Exercise -
Arrange the lines from the one containing "[spot] the long" through the end of the rows as a Markdown table, with a running count in a column named No. and each line in a column named Text. Leave out any blank lines.
=== Listed records ===
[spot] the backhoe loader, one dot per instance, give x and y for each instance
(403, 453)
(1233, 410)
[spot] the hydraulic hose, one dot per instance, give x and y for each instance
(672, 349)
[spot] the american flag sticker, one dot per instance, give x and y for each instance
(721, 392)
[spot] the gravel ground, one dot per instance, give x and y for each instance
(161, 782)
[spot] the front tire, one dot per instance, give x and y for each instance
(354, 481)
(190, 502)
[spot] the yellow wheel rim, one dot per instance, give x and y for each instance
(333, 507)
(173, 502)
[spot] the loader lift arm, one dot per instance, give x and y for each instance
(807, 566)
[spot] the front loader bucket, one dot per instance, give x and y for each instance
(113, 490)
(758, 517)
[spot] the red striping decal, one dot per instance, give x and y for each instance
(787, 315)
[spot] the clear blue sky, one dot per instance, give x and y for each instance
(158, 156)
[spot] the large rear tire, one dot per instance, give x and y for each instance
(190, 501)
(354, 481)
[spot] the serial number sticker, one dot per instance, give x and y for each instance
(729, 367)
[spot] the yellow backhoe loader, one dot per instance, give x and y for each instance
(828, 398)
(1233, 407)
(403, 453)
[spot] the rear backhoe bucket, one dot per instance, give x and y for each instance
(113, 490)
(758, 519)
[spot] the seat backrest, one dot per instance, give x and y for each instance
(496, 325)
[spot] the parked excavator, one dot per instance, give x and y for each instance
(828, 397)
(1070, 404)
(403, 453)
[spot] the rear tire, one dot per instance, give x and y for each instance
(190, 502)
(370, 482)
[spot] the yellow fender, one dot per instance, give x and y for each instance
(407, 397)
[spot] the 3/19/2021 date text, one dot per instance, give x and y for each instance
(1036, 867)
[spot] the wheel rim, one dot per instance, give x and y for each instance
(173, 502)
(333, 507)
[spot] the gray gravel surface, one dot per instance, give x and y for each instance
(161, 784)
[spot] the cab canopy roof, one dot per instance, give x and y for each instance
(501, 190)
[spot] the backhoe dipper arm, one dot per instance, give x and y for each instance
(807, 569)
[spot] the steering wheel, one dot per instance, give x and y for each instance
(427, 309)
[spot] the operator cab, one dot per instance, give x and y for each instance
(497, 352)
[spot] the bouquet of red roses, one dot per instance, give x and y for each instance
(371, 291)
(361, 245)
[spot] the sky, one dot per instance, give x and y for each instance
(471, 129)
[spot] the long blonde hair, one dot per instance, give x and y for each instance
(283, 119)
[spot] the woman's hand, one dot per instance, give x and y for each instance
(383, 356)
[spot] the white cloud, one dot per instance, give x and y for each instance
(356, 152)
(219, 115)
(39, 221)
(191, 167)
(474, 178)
===
Written reply -
| No. | Text |
|---|---|
| 1 | [spot] the long blonde hair, one dot per instance, give x and y for each instance |
| 2 | (283, 119) |
| 3 | [spot] the woman's hand, one dot per instance, give x and y for each instance |
| 4 | (383, 356) |
| 5 | [spot] the white cloud, one dot per instance, give x and y for each instance |
| 6 | (356, 152) |
| 7 | (219, 115) |
| 8 | (39, 221) |
| 9 | (191, 167) |
| 10 | (474, 178) |